-- begin --
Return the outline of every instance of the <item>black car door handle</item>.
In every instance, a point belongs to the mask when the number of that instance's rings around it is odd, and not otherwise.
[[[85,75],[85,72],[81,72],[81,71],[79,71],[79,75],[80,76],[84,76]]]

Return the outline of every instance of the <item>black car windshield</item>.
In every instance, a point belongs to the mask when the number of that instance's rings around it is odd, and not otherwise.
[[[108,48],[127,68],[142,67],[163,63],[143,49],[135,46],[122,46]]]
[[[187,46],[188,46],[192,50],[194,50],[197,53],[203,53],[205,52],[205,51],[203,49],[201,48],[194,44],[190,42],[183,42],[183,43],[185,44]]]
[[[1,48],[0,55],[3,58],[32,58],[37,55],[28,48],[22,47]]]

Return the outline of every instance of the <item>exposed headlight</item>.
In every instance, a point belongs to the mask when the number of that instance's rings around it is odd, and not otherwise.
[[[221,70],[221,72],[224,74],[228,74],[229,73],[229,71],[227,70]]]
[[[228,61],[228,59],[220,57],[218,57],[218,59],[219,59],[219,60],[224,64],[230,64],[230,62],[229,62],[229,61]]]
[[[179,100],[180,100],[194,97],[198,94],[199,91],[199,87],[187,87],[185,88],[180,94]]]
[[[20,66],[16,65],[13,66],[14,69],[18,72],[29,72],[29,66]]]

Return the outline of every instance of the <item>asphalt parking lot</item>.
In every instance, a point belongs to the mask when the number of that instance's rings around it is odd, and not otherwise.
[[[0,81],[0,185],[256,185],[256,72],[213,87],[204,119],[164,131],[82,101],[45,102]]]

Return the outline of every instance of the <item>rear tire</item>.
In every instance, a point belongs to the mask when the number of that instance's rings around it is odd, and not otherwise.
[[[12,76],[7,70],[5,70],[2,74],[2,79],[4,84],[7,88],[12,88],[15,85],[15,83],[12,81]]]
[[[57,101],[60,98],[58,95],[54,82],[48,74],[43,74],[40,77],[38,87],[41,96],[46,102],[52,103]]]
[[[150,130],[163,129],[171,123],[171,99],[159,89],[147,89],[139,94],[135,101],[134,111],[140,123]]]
-- end --
*Written exercise:* Copy all the records above word for word, keeping every line in its original order.

*Task solution:*
Return the outline of every instance of the <item>black car door handle</item>.
In every instance, a point belongs to the mask when the number of that instance's rings around it is odd, and not otherwise.
[[[85,75],[85,72],[81,72],[81,71],[79,71],[79,75],[80,76],[84,76]]]

Return the outline of every instance of the <item>black car windshield</item>.
In every instance, a point belongs to the mask when the number of that instance's rings around it is odd, and not otherwise.
[[[108,48],[127,68],[142,67],[163,63],[143,49],[135,46],[122,46]]]
[[[187,46],[188,46],[192,50],[194,50],[197,53],[203,53],[205,52],[205,51],[203,49],[201,48],[194,44],[190,42],[183,42],[183,43],[185,44]]]
[[[1,48],[0,55],[3,58],[32,58],[37,55],[28,48],[22,47]]]

Return the outline of every instance of the <item>exposed headlight</item>.
In every instance, a point belongs to the mask when the number of that instance's rings around it is odd, and not otherwise.
[[[221,70],[221,72],[224,74],[228,74],[229,73],[229,71],[227,70]]]
[[[228,61],[228,59],[220,57],[218,57],[218,59],[219,59],[219,60],[224,64],[230,64],[230,62],[229,62],[229,61]]]
[[[179,100],[180,100],[194,97],[198,94],[199,91],[199,87],[187,87],[185,88],[180,94]]]
[[[20,66],[16,65],[13,66],[14,69],[18,72],[29,72],[29,66]]]

Return the outline of every instance of the <item>asphalt parking lot</item>.
In every instance, a point belongs to the mask when the number of that instance's rings around it is odd, and not otherwise.
[[[0,81],[0,185],[256,185],[256,72],[213,87],[204,119],[164,131],[82,101],[45,102]]]

Return the outline of every instance of the <item>rear tire</item>.
In every instance, a point belongs to the mask when the number of that instance's rings around it is odd, and not otherwise.
[[[12,76],[7,70],[5,70],[2,74],[2,79],[4,84],[7,88],[12,88],[15,85],[15,83],[12,81]]]
[[[57,101],[60,98],[58,95],[54,82],[48,74],[43,74],[40,77],[38,87],[41,96],[46,102],[52,103]]]
[[[150,130],[163,129],[171,123],[171,99],[159,89],[147,89],[139,94],[135,101],[134,111],[140,123]]]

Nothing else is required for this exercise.